TAREAS ▸
1. Vuelve a escribir el fragmento sobre la mirada en el cine empezando por "Fotograma de Flores" y siguiendo hasta "de mi amigo?", renombrando "planos" como "encuadres".
2. Prolonga el fragmento sobre la mirada en el cine a partir de su última oración.

FRAGMENTO ▸
..............................

Fotograma de Flores de equinoccio de Ozu

Hay películas, hay planos, donde aquel niño se sienta (a mirar) a nuestro lado y aun miramos (en todos los sentidos) por sus ojos. En el cine, el niño asombrado -son palabras de Daney- va hacia lo que todavía no sabe. En el cine, el adulto no puede sino volver hacia lo que siempre ha sabido. Y esa encrucijada de las miradas otorga a un plano, a una película, todo su poder de encantamiento.

Fotogramas de La biblia de neón de Terence Davies

Esos planos que parecen suspender (o desprenderse de) la continuidad de la proyección... esos momentos -otra vez Daney- misteriosamente precisos, esas fascinaciones puntuales que cristalizan la emoción, reaniman la mirada de la infancia al recuperar aquella fascinación primordial.

Fotogramas de ¿Dónde está la casa de mi amigo? 
Son esos momentos en que miramos un plano con todo el cuerpo y en todos los sentidos. Donde la película nos recorre de punta a punta.

Fotogramas de Eleni de Angelopoulos

La fascinación, la emoción del cine, pasa por un cuerpo a cuerpo -ese abrazo hipnótico con la mirada del que habla Bellour en El cuerpo del cine- entre nosotros y la película.

..............................

DATOS GUARDADOS ▸
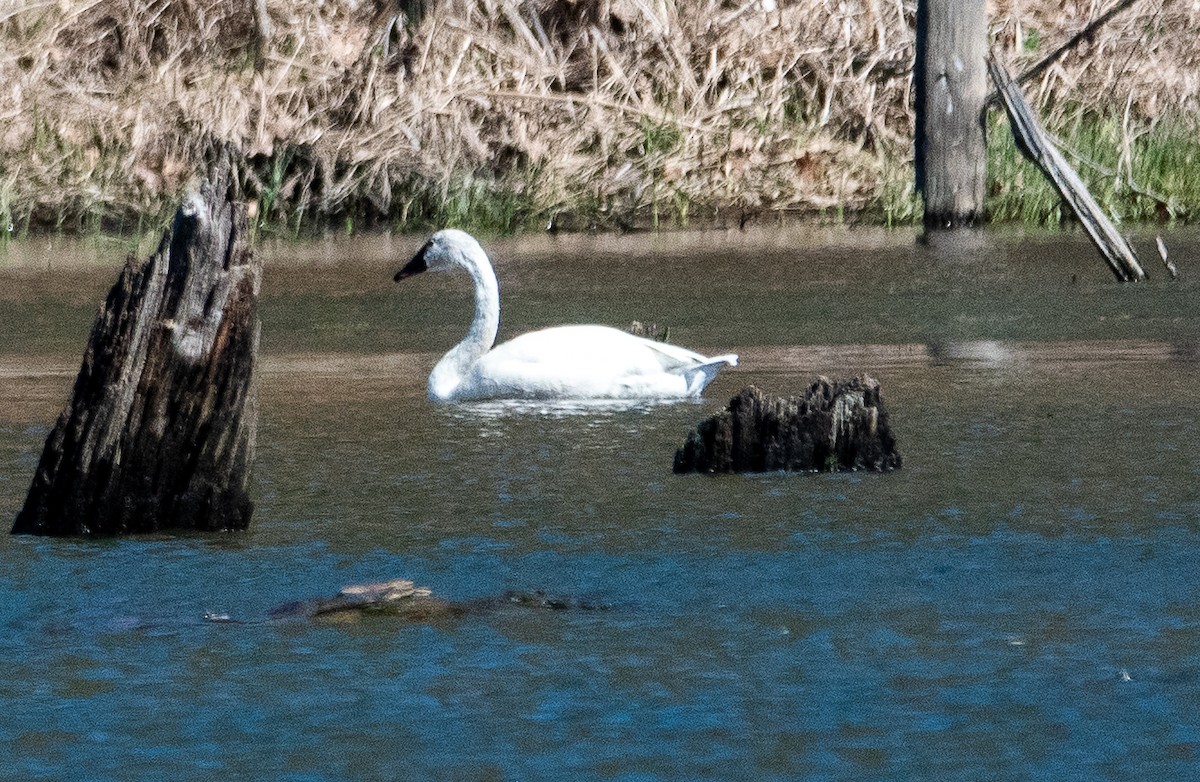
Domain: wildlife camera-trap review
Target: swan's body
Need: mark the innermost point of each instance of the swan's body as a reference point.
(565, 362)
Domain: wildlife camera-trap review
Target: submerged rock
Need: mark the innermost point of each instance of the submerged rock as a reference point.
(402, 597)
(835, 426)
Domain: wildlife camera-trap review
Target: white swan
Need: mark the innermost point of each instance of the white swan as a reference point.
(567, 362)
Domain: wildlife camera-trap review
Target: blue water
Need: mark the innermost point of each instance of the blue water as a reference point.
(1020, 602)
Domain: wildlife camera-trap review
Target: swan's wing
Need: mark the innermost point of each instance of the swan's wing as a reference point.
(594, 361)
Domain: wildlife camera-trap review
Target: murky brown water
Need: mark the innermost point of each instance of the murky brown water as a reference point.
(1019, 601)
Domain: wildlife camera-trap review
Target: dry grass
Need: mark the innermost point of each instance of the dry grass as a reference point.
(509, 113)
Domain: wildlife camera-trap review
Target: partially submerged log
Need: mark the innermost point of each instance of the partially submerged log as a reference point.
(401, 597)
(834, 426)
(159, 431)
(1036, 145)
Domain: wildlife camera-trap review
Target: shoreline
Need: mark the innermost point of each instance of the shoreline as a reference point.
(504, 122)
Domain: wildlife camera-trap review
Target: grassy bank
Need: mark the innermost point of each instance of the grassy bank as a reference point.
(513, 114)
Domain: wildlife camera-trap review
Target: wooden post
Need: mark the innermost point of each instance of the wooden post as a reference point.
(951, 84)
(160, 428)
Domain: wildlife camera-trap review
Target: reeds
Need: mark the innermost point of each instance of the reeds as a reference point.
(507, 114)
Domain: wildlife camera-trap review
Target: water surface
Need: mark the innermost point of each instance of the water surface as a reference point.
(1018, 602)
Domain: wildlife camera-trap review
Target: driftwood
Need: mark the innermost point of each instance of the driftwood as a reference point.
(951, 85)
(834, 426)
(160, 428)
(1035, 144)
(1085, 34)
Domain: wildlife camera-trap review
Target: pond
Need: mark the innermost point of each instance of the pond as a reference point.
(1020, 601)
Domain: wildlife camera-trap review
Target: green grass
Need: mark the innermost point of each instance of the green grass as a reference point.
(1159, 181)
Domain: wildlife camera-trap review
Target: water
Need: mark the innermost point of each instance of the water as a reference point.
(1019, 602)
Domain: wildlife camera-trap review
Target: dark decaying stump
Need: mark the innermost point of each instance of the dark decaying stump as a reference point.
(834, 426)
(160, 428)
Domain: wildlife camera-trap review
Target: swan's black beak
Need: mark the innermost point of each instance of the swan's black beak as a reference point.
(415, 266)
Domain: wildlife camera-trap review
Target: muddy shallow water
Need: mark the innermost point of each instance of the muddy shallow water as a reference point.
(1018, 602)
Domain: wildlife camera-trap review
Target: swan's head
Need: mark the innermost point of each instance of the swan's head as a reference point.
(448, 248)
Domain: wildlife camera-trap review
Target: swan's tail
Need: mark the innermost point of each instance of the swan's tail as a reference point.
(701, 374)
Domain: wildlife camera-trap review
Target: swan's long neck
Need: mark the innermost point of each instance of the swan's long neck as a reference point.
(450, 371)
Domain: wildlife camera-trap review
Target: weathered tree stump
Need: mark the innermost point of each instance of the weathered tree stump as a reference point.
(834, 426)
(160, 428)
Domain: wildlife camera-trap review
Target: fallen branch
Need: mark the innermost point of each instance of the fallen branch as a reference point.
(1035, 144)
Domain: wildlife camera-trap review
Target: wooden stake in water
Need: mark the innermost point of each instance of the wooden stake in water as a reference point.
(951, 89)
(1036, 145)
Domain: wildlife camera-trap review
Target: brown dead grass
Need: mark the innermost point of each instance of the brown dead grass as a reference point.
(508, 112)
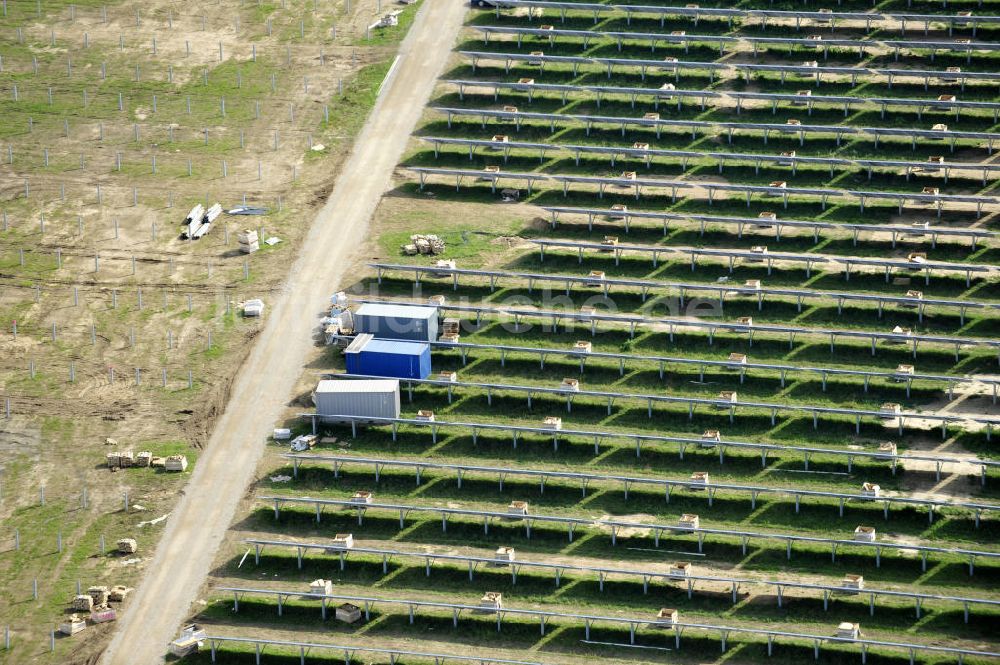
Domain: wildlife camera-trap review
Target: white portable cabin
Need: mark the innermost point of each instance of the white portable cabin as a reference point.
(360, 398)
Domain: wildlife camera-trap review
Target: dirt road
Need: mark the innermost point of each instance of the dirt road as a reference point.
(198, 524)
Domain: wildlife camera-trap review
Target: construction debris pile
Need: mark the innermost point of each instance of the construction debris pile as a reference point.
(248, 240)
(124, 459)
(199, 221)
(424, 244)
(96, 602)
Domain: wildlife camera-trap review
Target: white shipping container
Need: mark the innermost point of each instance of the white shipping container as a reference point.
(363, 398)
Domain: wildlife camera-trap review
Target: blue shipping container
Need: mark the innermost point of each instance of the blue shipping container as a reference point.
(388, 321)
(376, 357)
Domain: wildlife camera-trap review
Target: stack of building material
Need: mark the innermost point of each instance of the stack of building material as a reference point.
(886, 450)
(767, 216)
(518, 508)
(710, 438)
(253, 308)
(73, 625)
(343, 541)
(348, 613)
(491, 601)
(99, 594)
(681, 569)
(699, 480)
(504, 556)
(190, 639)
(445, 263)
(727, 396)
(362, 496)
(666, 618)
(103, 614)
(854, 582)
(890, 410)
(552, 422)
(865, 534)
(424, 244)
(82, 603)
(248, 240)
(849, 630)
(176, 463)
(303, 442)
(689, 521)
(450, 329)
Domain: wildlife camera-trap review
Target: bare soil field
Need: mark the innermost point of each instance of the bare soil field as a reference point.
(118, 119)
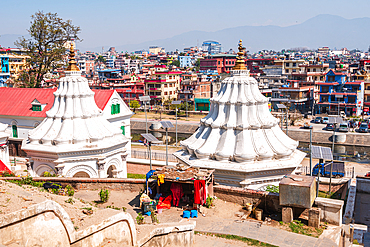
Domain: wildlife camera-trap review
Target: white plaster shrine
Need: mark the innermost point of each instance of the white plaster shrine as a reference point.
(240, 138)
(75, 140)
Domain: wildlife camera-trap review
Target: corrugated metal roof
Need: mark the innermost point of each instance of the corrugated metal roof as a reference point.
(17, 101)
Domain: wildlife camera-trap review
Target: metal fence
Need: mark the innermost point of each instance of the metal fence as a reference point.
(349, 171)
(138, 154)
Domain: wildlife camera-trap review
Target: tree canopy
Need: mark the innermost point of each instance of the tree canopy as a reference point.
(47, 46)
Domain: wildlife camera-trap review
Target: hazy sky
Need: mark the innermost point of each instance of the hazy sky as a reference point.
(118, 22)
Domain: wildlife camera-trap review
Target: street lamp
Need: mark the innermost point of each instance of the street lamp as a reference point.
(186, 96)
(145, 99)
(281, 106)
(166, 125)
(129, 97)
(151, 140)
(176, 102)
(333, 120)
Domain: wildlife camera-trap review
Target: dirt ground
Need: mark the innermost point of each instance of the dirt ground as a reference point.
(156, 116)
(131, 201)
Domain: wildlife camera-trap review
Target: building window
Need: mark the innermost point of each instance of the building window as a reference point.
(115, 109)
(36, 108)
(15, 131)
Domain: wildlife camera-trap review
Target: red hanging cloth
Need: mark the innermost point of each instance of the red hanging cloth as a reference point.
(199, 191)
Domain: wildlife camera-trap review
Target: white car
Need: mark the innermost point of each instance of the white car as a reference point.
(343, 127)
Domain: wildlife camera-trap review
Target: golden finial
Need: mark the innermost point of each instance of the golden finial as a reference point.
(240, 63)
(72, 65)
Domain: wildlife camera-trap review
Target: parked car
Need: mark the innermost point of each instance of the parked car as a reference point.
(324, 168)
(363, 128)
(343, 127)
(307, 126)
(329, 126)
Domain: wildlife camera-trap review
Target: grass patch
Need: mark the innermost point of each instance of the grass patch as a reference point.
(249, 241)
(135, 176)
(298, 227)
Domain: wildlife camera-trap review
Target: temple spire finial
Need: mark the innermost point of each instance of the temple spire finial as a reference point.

..............................

RESPUESTAS ▸
1.
Fotograma de Flores de equinoccio de Ozu

Hay películas, hay encuadres, donde aquel niño se sienta (a mirar) a nuestro lado y aun miramos (en todos los sentidos) por sus ojos. En el cine, el niño asombrado -son palabras de Daney- va hacia lo que todavía no sabe. En el cine, el adulto no puede sino volver hacia lo que siempre ha sabido. Y esa encrucijada de las miradas otorga a un plano, a una película, todo su poder de encantamiento.

Fotogramas de La biblia de neón de Terence Davies

Esos encuadres que parecen suspender (o desprenderse de) la continuidad de la proyección... esos momentos -otra vez Daney- misteriosamente precisos, esas fascinaciones puntuales que cristalizan la emoción, reaniman la mirada de la infancia al recuperar aquella fascinación primordial.

Fotogramas de ¿Dónde está la casa de mi amigo?

2.
Fotograma de Bande à part de Godard

Son esos planos que te cobijan, en los que uno puede esconderse...

Fotogramas de ¿Dónde está la casa de mi amigo? 

Lo sublime, escribe Jean-Luc Nancy, tiene lugar donde unas obras nos tocan. Allí donde el arte -añade- nos entrega algo de una infancia.

Fotograma de Ordet de Dreyer

Algo así como la vibración poderosa de una presencia fugitiva, ese plano que colma nuestra mirada y desaparece arrastrado en la proyección.

Fotogramas de Ordet de Dreyer

Llevamos con nosotros en esos planos (como sudarios del cine de los adentros) la memoria de un tiempo (secreto) de bolsillo.